→ **Records for this exercise**:
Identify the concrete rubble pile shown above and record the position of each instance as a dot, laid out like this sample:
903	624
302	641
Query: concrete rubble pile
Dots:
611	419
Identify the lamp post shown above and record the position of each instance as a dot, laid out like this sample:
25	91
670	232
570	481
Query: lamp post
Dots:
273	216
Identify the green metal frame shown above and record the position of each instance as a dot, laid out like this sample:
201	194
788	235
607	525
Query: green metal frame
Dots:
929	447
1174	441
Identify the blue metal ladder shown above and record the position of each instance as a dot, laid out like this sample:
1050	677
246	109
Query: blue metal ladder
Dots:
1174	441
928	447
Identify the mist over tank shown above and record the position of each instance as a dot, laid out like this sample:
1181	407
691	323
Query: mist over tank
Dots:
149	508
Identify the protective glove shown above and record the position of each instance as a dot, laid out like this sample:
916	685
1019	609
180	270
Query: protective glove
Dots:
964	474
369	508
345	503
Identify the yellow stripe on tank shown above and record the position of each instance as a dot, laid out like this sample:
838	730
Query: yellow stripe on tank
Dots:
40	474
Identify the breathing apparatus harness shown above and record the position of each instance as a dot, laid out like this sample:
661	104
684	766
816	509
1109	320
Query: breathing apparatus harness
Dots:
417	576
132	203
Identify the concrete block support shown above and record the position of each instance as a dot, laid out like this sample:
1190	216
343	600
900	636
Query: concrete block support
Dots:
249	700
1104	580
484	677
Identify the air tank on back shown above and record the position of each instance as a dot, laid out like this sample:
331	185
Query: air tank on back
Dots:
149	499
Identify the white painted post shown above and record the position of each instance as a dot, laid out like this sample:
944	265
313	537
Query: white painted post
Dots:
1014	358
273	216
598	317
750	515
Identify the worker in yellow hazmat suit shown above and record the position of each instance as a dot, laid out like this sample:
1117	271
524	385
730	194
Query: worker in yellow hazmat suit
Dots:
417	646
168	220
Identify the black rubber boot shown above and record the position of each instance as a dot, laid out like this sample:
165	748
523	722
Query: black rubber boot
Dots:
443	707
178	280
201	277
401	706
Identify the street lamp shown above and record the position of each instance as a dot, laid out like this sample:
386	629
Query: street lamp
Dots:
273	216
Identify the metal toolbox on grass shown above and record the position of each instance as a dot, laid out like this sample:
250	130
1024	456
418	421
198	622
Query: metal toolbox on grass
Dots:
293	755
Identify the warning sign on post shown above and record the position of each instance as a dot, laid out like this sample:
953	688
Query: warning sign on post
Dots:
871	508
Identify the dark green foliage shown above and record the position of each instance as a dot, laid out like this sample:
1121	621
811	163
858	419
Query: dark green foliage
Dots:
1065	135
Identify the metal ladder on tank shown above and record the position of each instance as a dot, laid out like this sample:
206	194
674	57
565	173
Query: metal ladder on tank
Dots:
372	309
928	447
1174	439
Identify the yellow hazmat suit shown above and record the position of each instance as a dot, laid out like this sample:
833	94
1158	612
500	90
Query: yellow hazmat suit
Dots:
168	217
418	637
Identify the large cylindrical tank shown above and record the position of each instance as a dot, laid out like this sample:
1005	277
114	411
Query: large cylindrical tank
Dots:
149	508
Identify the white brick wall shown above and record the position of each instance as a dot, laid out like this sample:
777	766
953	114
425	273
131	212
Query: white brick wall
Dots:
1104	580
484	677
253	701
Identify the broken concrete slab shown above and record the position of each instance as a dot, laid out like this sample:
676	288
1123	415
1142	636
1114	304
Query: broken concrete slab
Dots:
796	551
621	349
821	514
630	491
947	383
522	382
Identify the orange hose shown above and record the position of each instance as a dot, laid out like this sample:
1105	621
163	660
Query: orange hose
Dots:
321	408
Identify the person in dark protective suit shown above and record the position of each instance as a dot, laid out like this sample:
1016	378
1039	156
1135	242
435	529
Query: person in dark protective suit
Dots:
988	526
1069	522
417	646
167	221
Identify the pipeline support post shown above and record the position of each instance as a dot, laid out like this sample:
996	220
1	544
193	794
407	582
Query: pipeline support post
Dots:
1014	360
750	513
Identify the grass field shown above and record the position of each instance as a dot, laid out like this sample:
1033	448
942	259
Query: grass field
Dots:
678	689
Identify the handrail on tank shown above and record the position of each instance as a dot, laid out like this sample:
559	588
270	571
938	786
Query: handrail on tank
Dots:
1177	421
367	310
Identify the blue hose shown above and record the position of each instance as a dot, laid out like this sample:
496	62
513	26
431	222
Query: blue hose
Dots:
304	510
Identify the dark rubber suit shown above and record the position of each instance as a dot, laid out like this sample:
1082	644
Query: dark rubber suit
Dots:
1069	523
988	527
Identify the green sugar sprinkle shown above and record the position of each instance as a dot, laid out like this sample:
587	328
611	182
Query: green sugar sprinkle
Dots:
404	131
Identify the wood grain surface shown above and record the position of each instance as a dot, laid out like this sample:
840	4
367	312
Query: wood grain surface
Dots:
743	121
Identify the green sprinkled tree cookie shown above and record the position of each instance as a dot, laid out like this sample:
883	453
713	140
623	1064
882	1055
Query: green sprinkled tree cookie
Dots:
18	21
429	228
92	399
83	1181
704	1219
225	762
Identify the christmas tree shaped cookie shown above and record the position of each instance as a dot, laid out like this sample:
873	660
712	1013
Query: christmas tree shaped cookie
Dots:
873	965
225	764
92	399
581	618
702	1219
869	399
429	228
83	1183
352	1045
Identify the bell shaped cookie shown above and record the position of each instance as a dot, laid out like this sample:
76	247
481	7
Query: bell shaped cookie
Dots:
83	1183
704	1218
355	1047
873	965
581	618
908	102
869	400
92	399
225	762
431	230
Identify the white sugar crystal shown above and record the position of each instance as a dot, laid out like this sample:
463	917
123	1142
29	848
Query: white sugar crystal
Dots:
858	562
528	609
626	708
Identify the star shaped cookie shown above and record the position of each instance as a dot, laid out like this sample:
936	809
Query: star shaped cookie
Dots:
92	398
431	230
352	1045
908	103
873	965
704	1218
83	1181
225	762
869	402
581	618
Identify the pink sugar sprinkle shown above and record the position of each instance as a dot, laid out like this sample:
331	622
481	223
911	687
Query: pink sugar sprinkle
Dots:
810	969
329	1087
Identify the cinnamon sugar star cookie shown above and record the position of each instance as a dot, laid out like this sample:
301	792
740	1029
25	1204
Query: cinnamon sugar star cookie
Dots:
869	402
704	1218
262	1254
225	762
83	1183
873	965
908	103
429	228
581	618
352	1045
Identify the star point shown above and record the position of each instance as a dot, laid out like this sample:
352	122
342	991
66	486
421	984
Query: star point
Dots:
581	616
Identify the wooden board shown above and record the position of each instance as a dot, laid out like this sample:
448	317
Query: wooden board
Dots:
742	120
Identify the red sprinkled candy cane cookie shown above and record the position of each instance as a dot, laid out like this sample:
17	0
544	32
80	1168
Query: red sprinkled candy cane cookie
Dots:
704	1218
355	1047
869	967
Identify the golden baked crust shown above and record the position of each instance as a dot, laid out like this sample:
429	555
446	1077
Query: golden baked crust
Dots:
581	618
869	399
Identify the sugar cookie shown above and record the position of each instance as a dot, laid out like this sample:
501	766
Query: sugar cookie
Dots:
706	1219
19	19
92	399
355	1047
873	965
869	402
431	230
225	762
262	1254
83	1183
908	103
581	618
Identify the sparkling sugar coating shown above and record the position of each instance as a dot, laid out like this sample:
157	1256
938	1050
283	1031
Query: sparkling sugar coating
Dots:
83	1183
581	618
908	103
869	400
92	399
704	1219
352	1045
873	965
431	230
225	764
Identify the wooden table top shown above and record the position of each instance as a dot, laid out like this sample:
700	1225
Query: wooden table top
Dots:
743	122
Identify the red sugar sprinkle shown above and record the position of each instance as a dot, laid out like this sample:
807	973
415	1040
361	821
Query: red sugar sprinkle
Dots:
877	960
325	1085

→ **Challenge**: Quote exactly what appears from the line containing "Identify the sparkling" through the final line of the listing above, including both of those lines.

→ **Solved problem**:
Identify the sparkling sugar coating shown above and record the position of each instance as a dot, laid out like this sample:
157	1256
938	1050
283	1031
Query: sparkling sugar coating
Dots:
83	1183
581	618
908	103
869	400
92	399
704	1219
352	1045
873	965
431	230
225	764
Identify the wooden table top shown above and record the position of each instance as a dot, laid out like this sample:
700	1225
Query: wooden table top
Dots:
743	122
Identify the red sugar sprinkle shown above and record the position of each instance as a dot, laid out like this sample:
807	973
415	1040
361	821
Query: red sugar sprinkle
Dots:
877	960
325	1085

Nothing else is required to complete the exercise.